The one thought that I have to add is:
Be it cream or soap, don't be afraid of using too much product. If I have mediocre lather or a poor shave, it's usually because of not loading enough product. It's cheap enough to make sure to use enough, and if you do use a little more than you need, there are no adverse affects, just extra lather.
 
Razor: Buy one razor that speaks to you. Nothing too expensive, nothing too aggressive, nothing adjustable, nothing Chinese. If you are buying vintage stay away from the open comb Gillette's, they do not make a great starter razor. Make sure that the blade gap is even across the bar and from one side to the other.
Blades: Buy a middle of the road variety pack. Try each brand two or three blades in a row before switching to the next one. Pick the one you like best, buy 25 to 50 and stick with them as you improve your technique.
Stick to one or two passes until you are more comfortable. One you have your technique down all of these suggestions are out the window. Experiment and take this hobby wherever you want to.

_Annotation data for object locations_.
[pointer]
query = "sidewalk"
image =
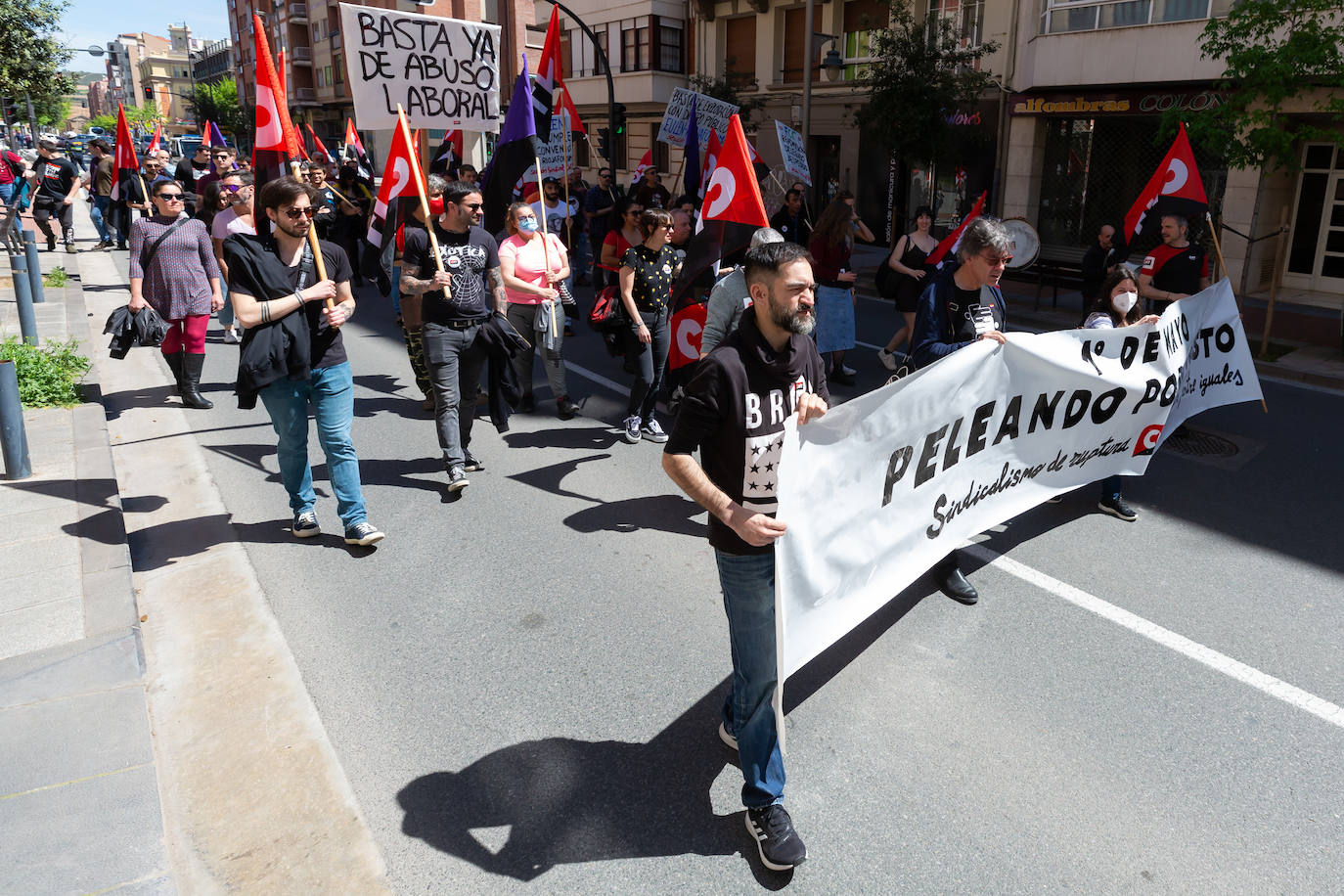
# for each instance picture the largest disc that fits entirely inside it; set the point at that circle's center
(1318, 366)
(78, 784)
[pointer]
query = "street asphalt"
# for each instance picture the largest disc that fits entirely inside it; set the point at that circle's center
(523, 684)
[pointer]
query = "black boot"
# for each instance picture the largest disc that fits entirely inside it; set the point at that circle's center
(175, 366)
(191, 395)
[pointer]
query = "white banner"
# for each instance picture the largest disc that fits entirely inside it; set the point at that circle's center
(793, 152)
(710, 114)
(883, 486)
(442, 71)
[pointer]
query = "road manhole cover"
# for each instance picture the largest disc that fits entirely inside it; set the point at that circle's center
(1199, 443)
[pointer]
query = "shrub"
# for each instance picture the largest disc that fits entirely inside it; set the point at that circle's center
(49, 375)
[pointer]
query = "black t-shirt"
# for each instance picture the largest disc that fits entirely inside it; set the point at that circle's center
(467, 256)
(654, 272)
(56, 177)
(328, 349)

_What to produce_. Please state how many blades of the preferred brand the shaving advice says to buy.

_Task answer_. 25 to 50